» **Geselecteerde passage**
☆ ☆ ☆

TYPE KRIMP
Vanuit het Nationaal Netwerk Bevolkingsdaling ontstond de ontwikkelgroep die zich bezighoudt met een handreiking en advies bij de aanpak bij particulier woningbezit vanwege het wegebben van de babyboomgeneratie. Dit werd voorafgegaan door een diepe analyse van dat vraagstuk om überhaupt tot een aanpak te komen. Bureau Invisor Omgevingsmanagement BV (de heer Eric Hol) voerde deze analyse uit. De bevindingen uit deze analyse klinken door in deze handreiking. Kennis- en expertisecentrum Bevolkingsdaling met Beleid! onderstreept deze bevindingen en komt in aansluiting daarop tot nadere conclusies en aanbevelingen.
Indringend is het advies om het bestaande onderscheid tussen (top-) krimpgebieden, anticipeergebieden en overige gebieden zonder meer los te laten. Nederland is één anticipeergebied. De gevolgen van het wegvallen van de babyboomgeneratie treden binnen het domein Wonen en Ruimte eerder aan dan blijkt uit de demografische cijfers. Dit in tegenstelling tot andere domeinen. Soms gebeurt dit zelfs 30 jaar eerder. Alleen varen op demografische gegevens is daarom niet juist, het is zaak om de verschillende types krimp te monitoren. In alle gebieden in Nederland komt al in een bepaalde mate krimp op de woningmarkt voor. Toe nu toe is gesproken over één type krimpmechanisme, een tweede type wordt over het hoofd gezien en juist deze vindt plaats in gebieden waar de woningmarkt als ‘goed’ wordt beschouwd. Heel subtiel zijn de gevolgen van het wegvallen van de babyboomgeneratie overal in Nederland al aan de orde. Alleen oog hebben voor de aanpak van één type krimp, kan het andere type krimp juist aanwakkeren. Dit kan de totale krimpproblematiek op de woningmarkt versterken. Het ingezette beleid en de huidige aanpak werken dan averechts.

☆ ☆ ☆

[Fragmenten uit een detectiedataset]
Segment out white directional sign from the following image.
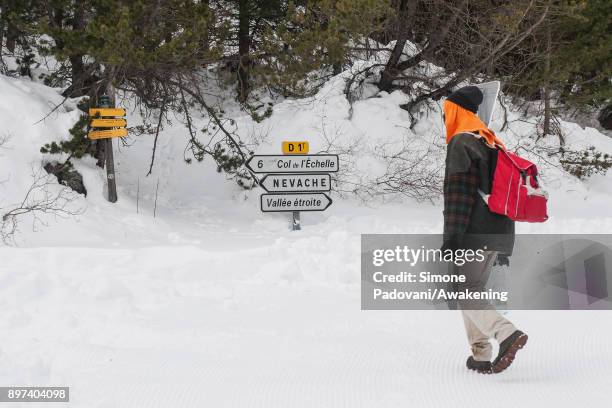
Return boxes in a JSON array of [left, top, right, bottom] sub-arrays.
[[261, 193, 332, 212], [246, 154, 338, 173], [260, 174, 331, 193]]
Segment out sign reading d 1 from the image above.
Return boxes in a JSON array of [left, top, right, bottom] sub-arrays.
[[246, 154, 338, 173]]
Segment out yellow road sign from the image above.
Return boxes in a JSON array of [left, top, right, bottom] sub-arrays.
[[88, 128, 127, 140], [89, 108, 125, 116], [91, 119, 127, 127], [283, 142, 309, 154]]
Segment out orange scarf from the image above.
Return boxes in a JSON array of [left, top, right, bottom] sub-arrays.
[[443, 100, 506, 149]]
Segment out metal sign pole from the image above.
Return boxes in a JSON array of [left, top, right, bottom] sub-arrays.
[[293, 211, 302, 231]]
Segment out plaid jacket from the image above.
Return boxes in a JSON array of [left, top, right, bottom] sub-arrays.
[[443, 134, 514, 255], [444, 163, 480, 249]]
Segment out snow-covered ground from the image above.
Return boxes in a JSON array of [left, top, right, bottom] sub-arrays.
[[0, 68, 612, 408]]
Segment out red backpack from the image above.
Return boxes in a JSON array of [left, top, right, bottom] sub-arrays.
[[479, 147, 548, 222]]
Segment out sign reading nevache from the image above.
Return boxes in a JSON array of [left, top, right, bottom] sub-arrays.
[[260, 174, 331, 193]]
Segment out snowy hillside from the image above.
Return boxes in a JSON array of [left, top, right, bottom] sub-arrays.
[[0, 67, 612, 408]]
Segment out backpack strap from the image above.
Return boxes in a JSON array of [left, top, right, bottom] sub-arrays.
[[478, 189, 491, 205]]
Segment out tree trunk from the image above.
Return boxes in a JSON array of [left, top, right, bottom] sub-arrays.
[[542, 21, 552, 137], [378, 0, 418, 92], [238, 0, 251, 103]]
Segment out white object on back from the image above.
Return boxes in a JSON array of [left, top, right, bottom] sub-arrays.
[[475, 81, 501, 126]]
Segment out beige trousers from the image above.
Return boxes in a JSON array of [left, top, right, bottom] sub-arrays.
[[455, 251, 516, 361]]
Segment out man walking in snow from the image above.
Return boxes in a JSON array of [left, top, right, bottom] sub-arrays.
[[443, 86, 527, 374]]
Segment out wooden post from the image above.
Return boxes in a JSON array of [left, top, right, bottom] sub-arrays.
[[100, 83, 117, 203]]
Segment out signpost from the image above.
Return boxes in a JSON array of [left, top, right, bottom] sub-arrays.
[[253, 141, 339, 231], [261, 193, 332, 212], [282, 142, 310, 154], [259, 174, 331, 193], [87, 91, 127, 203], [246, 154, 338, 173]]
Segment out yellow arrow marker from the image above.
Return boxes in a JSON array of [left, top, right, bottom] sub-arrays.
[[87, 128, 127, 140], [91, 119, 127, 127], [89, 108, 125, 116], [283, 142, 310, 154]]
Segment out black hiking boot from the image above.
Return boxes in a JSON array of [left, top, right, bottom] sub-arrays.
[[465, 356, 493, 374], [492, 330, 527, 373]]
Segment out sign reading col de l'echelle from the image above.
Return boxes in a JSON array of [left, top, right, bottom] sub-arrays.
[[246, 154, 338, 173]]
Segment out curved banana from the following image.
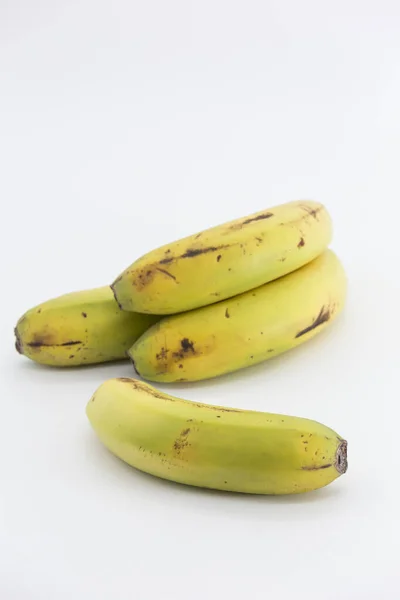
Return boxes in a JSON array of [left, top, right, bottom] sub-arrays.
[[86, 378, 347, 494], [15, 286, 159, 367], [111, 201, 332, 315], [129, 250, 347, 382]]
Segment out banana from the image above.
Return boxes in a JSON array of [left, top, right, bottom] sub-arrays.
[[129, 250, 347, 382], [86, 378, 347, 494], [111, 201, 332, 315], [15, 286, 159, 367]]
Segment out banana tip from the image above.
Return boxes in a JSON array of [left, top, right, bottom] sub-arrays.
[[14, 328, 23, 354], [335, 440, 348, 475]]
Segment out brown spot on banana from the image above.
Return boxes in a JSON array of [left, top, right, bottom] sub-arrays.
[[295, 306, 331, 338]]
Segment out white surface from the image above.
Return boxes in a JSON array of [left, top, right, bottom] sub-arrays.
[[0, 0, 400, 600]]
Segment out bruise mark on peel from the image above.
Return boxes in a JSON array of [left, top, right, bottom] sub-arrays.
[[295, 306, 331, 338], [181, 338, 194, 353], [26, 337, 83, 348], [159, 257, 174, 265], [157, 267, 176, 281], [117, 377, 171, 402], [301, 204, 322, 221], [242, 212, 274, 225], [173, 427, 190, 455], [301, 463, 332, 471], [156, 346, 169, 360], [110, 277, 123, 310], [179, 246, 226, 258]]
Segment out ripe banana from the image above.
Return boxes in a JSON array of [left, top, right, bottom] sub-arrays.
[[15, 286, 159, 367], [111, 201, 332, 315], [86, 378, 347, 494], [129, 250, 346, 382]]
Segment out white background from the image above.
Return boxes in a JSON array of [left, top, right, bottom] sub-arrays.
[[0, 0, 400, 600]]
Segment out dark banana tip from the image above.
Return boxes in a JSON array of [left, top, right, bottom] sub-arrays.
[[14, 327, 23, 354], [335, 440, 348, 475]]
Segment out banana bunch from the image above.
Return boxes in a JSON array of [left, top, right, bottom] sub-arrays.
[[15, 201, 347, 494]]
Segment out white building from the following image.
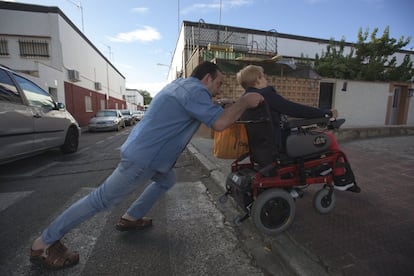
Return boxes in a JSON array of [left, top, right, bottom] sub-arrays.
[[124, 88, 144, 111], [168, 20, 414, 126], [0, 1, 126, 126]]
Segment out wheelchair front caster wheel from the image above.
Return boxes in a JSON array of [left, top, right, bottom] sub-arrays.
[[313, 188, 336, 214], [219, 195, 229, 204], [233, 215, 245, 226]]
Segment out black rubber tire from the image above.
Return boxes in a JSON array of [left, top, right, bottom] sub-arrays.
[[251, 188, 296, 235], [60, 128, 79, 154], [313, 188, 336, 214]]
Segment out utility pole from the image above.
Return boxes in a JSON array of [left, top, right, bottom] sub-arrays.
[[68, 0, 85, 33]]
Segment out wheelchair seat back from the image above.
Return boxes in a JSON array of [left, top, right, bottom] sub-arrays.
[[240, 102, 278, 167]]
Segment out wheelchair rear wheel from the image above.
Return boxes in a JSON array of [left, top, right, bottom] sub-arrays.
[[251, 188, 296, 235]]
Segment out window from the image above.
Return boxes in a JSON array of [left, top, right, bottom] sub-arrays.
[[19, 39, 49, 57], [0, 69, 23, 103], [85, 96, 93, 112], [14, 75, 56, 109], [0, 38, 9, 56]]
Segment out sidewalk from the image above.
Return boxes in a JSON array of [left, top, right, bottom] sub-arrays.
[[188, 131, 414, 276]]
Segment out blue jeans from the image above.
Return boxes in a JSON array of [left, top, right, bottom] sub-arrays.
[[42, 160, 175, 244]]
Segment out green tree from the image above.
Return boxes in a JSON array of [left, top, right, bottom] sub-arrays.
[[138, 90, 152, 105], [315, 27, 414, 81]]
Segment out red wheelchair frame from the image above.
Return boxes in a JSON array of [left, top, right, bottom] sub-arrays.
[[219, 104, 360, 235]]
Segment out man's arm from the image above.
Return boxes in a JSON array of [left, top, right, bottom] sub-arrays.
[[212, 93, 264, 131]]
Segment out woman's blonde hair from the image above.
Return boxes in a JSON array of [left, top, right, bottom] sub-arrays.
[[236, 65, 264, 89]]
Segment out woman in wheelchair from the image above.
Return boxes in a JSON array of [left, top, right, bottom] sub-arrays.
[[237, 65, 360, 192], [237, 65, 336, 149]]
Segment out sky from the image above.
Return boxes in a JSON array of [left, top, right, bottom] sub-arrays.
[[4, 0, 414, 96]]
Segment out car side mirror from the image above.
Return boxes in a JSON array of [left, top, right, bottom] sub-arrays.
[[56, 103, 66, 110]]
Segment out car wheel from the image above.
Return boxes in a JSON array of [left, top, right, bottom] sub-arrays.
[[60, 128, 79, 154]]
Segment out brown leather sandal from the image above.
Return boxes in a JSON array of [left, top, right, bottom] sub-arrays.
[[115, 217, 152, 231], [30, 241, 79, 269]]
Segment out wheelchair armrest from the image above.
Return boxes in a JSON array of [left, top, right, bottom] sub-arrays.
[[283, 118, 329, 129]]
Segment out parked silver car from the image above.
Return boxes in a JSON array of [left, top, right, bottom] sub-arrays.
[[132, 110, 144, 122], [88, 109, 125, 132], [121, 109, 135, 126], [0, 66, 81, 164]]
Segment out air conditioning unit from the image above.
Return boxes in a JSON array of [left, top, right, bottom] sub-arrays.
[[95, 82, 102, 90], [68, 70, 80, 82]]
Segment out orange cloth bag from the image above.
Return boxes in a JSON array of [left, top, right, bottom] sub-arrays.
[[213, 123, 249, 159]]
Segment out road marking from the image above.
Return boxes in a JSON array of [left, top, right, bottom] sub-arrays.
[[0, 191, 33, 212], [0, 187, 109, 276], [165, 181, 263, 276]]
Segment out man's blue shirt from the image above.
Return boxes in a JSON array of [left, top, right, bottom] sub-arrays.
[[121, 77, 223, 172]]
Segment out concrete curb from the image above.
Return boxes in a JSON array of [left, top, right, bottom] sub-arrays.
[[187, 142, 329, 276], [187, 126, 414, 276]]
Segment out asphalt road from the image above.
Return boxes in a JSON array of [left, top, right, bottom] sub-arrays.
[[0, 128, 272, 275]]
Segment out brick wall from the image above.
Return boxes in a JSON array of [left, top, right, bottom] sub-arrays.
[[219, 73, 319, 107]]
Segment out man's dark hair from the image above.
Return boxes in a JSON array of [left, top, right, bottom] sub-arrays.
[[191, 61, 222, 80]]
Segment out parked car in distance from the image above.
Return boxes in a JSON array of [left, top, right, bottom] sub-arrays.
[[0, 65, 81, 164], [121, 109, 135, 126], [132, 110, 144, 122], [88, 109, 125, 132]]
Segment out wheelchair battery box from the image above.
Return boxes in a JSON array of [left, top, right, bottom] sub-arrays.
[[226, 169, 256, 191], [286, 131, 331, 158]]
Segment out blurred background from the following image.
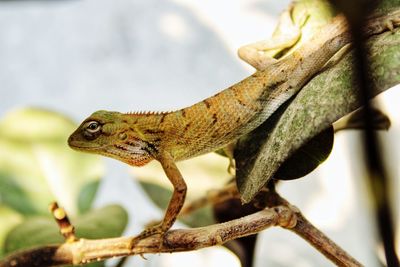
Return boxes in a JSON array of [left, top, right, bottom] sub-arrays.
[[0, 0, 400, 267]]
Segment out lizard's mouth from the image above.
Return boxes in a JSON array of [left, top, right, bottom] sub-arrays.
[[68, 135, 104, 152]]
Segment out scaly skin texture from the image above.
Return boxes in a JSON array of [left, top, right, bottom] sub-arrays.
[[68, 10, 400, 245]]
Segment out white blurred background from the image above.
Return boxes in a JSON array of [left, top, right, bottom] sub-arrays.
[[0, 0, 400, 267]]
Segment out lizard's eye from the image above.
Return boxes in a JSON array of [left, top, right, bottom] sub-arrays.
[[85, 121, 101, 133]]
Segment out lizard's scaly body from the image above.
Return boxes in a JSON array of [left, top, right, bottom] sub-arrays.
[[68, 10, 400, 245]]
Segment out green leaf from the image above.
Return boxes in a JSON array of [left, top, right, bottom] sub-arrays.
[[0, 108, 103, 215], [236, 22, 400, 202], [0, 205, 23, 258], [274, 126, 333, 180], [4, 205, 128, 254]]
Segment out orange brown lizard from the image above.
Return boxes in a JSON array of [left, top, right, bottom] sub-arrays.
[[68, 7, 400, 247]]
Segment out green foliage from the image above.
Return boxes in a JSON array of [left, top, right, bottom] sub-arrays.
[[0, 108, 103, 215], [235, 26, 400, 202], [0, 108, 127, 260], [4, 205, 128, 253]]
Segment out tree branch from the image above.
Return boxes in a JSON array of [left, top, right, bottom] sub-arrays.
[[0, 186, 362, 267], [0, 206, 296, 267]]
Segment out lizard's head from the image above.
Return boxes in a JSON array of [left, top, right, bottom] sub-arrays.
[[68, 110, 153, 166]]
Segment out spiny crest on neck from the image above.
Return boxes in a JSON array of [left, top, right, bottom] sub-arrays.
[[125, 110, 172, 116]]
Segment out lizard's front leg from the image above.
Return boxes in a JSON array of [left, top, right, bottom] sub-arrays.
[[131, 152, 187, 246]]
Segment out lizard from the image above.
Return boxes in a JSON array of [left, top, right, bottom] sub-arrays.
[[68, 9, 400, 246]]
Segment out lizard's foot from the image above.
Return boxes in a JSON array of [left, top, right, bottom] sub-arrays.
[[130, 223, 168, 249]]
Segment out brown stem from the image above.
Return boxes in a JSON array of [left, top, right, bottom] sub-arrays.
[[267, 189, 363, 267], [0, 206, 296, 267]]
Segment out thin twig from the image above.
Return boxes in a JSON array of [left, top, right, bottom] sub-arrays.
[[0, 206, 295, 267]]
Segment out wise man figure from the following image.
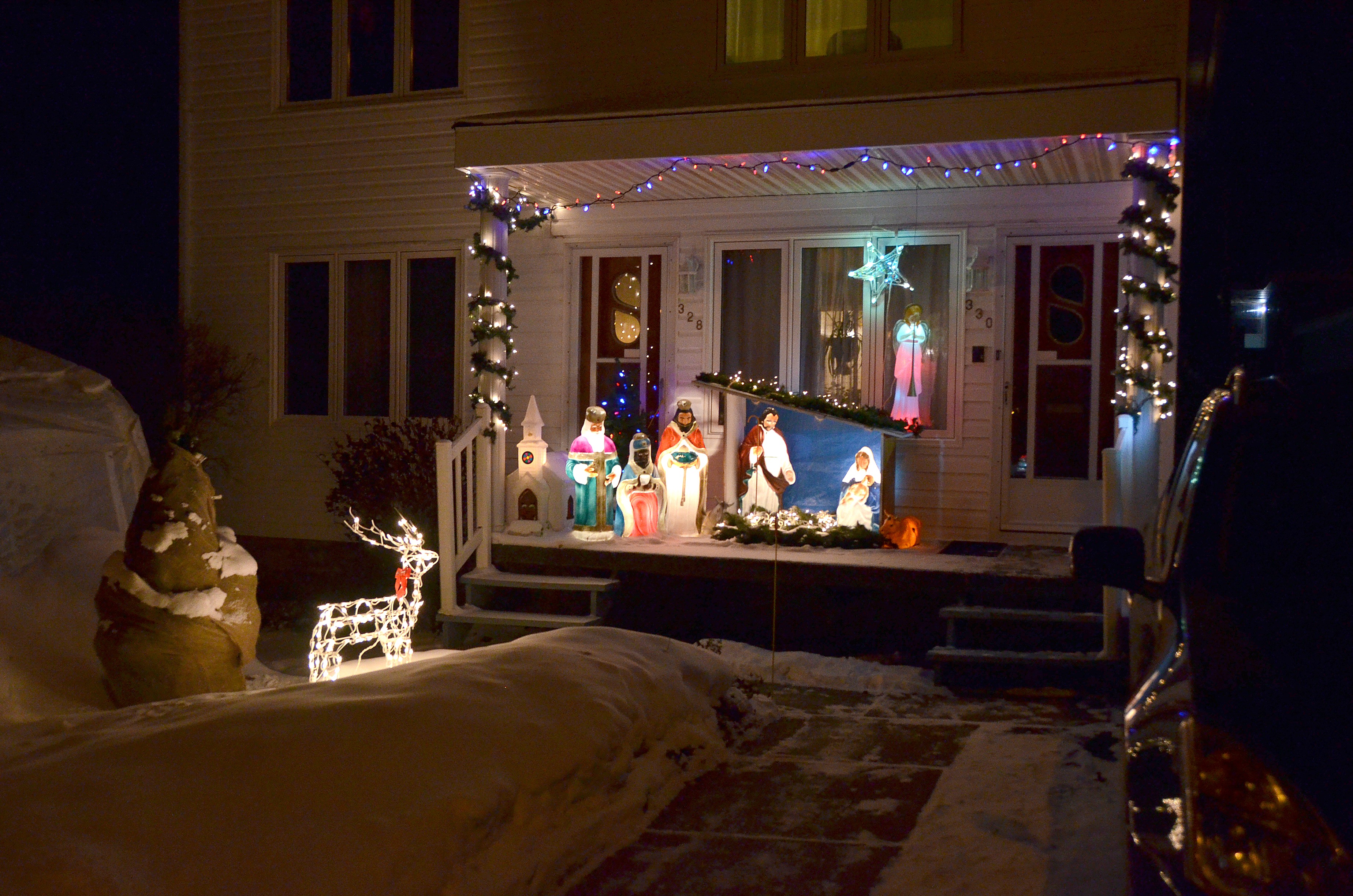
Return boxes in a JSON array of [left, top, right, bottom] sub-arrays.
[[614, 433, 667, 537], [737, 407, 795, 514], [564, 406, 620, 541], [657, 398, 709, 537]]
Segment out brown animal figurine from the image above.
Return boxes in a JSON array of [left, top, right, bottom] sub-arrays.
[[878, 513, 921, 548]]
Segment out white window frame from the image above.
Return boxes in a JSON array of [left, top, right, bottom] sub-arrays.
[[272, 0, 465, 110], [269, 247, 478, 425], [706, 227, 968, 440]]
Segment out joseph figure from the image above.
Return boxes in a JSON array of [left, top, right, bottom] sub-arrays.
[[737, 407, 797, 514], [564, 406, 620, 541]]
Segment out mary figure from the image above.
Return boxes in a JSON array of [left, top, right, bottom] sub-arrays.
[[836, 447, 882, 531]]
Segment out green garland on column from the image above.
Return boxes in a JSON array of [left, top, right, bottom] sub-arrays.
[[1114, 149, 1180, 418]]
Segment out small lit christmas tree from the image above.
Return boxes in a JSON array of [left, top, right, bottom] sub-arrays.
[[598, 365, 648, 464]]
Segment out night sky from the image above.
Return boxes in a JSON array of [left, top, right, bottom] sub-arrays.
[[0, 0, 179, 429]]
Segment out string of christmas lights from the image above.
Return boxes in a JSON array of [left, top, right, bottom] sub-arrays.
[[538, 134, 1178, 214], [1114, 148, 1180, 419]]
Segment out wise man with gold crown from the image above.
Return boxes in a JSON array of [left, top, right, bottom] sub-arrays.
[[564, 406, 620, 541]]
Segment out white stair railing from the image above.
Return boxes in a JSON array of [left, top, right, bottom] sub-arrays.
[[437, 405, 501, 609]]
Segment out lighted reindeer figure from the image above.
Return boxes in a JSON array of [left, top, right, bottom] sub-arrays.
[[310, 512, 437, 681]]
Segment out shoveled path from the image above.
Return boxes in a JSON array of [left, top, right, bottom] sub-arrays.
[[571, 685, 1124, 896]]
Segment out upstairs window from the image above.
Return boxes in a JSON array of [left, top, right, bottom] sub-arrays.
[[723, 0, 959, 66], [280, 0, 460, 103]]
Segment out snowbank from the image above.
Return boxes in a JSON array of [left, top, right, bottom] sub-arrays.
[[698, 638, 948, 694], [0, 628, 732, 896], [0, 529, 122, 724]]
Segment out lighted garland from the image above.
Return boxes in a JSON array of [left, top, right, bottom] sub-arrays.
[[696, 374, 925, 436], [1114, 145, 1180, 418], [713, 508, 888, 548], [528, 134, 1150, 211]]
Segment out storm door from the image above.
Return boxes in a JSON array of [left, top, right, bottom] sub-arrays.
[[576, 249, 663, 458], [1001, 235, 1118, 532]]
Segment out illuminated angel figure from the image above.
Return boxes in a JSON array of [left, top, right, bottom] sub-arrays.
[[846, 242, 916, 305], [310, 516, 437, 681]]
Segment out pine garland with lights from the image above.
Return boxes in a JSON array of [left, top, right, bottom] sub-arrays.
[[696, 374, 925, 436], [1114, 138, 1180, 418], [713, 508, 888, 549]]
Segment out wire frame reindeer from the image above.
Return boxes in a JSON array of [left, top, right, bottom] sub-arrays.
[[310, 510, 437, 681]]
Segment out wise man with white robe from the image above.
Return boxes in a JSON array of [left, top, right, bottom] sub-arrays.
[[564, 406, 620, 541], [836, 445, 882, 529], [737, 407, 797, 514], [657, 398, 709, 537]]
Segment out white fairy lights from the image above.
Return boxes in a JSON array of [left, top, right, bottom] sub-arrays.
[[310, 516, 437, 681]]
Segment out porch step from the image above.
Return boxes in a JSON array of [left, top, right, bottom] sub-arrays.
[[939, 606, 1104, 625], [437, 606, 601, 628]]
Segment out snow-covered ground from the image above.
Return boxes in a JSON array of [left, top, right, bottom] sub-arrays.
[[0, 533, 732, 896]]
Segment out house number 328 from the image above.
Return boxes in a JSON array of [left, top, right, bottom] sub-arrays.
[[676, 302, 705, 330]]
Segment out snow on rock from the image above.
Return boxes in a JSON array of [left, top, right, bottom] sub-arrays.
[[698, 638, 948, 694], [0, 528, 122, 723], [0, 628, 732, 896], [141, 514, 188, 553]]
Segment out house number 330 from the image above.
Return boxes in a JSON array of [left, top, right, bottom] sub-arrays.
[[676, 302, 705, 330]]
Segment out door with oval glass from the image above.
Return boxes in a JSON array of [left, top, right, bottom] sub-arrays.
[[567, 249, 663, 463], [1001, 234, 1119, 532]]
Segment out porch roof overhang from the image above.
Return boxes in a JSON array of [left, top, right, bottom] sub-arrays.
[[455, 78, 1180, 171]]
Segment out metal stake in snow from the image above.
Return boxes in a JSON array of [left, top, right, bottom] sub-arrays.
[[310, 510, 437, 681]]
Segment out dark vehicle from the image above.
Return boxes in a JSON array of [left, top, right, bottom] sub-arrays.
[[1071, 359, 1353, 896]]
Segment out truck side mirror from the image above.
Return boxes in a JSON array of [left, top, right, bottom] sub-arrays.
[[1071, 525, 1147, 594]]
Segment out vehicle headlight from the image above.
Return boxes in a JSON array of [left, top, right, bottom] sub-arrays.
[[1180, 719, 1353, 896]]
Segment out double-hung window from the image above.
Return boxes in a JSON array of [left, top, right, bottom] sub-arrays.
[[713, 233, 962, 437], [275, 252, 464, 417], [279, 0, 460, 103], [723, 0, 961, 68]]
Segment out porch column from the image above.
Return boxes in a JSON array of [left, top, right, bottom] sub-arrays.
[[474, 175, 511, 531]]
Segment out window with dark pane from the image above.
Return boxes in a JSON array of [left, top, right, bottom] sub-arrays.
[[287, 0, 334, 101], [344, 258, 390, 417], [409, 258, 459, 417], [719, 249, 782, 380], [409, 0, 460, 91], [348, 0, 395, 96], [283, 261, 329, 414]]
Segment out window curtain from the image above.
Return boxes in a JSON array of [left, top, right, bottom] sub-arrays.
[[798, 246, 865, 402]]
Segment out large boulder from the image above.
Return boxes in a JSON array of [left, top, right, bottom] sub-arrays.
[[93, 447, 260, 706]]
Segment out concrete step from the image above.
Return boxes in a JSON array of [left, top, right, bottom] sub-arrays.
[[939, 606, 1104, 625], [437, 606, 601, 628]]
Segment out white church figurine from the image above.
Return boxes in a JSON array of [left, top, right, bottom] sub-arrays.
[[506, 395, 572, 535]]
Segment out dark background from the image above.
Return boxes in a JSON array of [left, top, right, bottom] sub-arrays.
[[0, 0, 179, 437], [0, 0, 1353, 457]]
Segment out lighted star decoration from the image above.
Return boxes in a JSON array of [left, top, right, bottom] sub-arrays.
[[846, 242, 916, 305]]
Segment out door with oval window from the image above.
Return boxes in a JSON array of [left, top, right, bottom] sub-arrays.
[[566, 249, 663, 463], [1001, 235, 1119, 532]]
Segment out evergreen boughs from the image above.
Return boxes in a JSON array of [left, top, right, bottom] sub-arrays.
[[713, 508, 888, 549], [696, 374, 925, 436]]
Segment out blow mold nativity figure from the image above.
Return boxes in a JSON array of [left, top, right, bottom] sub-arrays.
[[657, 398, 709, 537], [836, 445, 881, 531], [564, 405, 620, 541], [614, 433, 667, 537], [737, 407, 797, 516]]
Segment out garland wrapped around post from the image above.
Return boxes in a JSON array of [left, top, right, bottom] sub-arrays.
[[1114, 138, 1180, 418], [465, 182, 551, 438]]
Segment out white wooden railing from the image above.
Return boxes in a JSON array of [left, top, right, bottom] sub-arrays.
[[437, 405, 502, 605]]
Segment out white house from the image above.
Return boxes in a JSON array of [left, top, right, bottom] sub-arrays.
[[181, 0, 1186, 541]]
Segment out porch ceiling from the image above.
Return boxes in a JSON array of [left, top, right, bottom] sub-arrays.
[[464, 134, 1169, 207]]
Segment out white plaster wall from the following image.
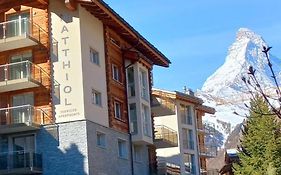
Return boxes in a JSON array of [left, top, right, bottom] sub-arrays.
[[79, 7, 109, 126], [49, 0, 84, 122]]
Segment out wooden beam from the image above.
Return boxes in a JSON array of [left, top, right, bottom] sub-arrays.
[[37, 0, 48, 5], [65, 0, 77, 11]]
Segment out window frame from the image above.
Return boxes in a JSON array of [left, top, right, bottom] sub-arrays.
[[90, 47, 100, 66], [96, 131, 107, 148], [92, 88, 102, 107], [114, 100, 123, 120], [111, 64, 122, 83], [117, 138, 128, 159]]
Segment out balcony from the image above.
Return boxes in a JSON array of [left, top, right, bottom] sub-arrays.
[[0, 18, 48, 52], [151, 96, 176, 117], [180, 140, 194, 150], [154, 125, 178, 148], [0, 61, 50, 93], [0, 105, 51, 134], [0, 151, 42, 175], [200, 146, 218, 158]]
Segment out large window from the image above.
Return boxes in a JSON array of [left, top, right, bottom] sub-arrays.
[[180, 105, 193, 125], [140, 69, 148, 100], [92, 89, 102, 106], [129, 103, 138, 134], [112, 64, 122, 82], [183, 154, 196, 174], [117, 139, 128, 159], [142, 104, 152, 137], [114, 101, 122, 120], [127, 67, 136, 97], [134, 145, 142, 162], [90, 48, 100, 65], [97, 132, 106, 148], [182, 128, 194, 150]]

☆ ☆ ☆

» **Werkinstructies**
1. Beantwoord de volgende vragen over de tekst over krimp op de woningmarkt:
(a) Welk bureau voerde de analyse uit die aan de handreiking voorafging?
(b) Hoeveel eerder dan de demografische cijfers aangeven, kunnen de gevolgen binnen het domein Wonen en Ruimte soms optreden?
(c) In wat voor gebieden vindt het tweede, over het hoofd geziene type krimp plaats?
2. Ga verder met de tekst over krimp op de woningmarkt, aansluitend op de laatste zin.

» **Antwoorden op volgorde**
1.
(a) Bureau Invisor Omgevingsmanagement BV (de heer Eric Hol).
(b) Soms zelfs 30 jaar eerder.
(c) In gebieden waar de woningmarkt als 'goed' wordt beschouwd.

2.
Waarom? Een vergelijkend onderzoek tussen gemeenten1. Demografische krimp wordt meestal geassocieerd met de gevolgen van bevolkingsdaling in de perifere randgebieden van Nederland. Het is vaak synoniem met verminderende economische vitaliteit, vermindering van de leefbaarheid, jeugd die wegtrekt op zoek naar betere kansen elders en een achterblijvende vergrijzende populatie die zich moet behelpen met steeds minder voorzieningen. Edoch, schijn bedriegt! Dit beeld van demografische krimp heeft impact op de beleving van de dichtheid van (maatschappelijke) voorzieningen en leefbaarheid. Vanuit de optiek van huishoudens heeft die demografische krimp echter veruit de meeste consequenties op de particuliere woningmarkt. Bevolkingskrimp heeft immers een overschot aan koopwoningen tot gevolg. Dat manifesteert zich in waardedaling, langere verkooptijden en mogelijke verpaupering van dorpen en buurten, zeker waar sprake is van leegstand. Voor de meeste huishoudens gaat de aankoop van een woning gepaard met lange-termijnfinanciering. Dergelijke majeure aankopen vinden plaats vanuit de gedachte dat de woning waardevast is en gemakkelijk verhandelbaar. De woningmarkt moet echter een zekere mate van schaarste kennen om aan deze beide eigenschappen te voldoen. Als deze eigenschappen van de woningmarkt langzaam maar zeker op losse schroeven komen te staan, kan een huishouden meer en meer in financieel zwaar weer terechtkomen.
1
Auteurs van de oorspronkelijke publicatie: Eric Hol, Invisor Omgevingsmanagement BV en Auke ten Hoeve, kenniscentrum Bevolkingsdaling met beleid!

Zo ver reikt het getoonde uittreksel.